— Task requirements —
Turn the rows starting at the line with "[seg] water reflection" and ending at the line with "Provide the outline of every instance of the water" into a numbered list, skipping any blank lines.

Region annotation entries
○ ○ ○ ○
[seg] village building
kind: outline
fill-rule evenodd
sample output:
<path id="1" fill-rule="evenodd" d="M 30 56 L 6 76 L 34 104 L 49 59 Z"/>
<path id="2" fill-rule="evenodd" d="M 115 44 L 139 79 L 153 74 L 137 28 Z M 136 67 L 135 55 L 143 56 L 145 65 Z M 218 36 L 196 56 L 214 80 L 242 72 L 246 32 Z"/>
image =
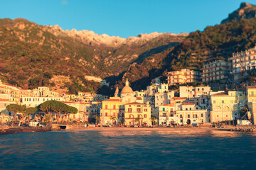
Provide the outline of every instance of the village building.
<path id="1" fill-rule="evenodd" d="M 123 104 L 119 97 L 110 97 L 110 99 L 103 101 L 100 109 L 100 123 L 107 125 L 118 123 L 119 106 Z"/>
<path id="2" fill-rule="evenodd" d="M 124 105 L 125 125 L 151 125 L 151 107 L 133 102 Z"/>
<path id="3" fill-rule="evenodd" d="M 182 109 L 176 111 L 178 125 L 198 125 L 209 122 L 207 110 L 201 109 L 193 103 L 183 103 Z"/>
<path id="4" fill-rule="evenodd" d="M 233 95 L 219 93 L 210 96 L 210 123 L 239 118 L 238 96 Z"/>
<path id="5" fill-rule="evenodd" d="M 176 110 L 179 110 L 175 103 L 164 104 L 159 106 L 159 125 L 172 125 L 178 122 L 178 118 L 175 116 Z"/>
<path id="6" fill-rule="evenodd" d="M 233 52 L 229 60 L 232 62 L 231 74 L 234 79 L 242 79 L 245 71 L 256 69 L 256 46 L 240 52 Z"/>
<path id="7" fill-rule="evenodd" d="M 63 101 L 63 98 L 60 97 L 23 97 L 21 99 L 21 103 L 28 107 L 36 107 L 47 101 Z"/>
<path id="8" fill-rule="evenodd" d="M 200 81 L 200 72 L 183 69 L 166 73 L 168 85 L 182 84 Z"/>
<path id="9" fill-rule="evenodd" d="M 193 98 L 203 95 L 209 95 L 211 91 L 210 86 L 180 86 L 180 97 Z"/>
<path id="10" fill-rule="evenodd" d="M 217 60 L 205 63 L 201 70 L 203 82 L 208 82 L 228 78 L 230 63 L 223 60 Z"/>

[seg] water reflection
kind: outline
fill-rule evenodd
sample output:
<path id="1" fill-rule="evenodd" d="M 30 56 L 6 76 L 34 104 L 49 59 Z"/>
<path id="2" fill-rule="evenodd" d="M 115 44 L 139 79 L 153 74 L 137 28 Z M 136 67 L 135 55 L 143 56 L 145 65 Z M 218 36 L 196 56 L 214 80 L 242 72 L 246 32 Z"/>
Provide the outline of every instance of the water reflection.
○ ○ ○ ○
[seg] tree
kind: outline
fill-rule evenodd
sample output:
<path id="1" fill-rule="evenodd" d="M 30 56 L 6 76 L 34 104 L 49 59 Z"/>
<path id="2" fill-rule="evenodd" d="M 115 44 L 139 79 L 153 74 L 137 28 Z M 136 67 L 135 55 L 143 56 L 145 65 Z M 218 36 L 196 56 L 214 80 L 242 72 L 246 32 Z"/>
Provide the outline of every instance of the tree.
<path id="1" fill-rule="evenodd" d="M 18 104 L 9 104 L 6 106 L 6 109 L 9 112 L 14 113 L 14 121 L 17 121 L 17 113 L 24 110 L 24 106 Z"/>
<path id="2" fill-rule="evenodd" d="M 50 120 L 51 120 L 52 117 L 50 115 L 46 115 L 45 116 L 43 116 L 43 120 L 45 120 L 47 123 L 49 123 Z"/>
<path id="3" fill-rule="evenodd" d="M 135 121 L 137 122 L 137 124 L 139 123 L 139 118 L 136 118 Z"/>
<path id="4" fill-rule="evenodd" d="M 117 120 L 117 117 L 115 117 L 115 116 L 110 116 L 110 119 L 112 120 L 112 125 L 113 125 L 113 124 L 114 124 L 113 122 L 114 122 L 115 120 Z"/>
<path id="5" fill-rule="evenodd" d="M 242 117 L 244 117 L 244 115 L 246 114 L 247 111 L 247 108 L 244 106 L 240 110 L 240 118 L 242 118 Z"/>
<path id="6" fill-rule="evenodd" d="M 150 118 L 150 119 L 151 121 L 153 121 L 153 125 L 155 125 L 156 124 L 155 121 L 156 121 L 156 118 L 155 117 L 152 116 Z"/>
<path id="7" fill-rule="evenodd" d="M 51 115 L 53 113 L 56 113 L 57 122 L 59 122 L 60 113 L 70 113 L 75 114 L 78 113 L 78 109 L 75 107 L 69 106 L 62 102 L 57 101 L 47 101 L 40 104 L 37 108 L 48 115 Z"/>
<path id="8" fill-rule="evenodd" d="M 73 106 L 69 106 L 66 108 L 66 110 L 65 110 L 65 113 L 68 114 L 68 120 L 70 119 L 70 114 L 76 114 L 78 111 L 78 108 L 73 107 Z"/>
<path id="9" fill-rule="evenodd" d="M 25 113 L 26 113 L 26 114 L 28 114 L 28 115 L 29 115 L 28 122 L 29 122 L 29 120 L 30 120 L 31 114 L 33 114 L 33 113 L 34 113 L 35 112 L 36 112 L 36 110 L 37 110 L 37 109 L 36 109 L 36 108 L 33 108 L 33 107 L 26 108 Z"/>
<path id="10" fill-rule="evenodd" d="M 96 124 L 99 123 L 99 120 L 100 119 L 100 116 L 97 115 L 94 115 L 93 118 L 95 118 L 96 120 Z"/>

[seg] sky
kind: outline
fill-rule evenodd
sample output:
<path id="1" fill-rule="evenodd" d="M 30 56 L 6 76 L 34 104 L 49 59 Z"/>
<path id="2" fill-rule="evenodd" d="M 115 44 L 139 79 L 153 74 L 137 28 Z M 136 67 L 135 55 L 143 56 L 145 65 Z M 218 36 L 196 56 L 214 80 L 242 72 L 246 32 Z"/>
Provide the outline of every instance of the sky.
○ ○ ○ ○
— Task solution —
1. [seg] water reflection
2. kind: outline
3. fill-rule evenodd
4. sample output:
5. <path id="1" fill-rule="evenodd" d="M 30 56 L 6 76 L 34 104 L 49 59 Z"/>
6. <path id="2" fill-rule="evenodd" d="M 115 44 L 139 79 L 153 74 L 137 28 Z M 136 67 L 135 55 L 143 56 L 145 65 Z M 218 36 L 196 56 L 214 80 L 242 72 L 246 32 Z"/>
7. Provide the outline of every instance of the water reflection.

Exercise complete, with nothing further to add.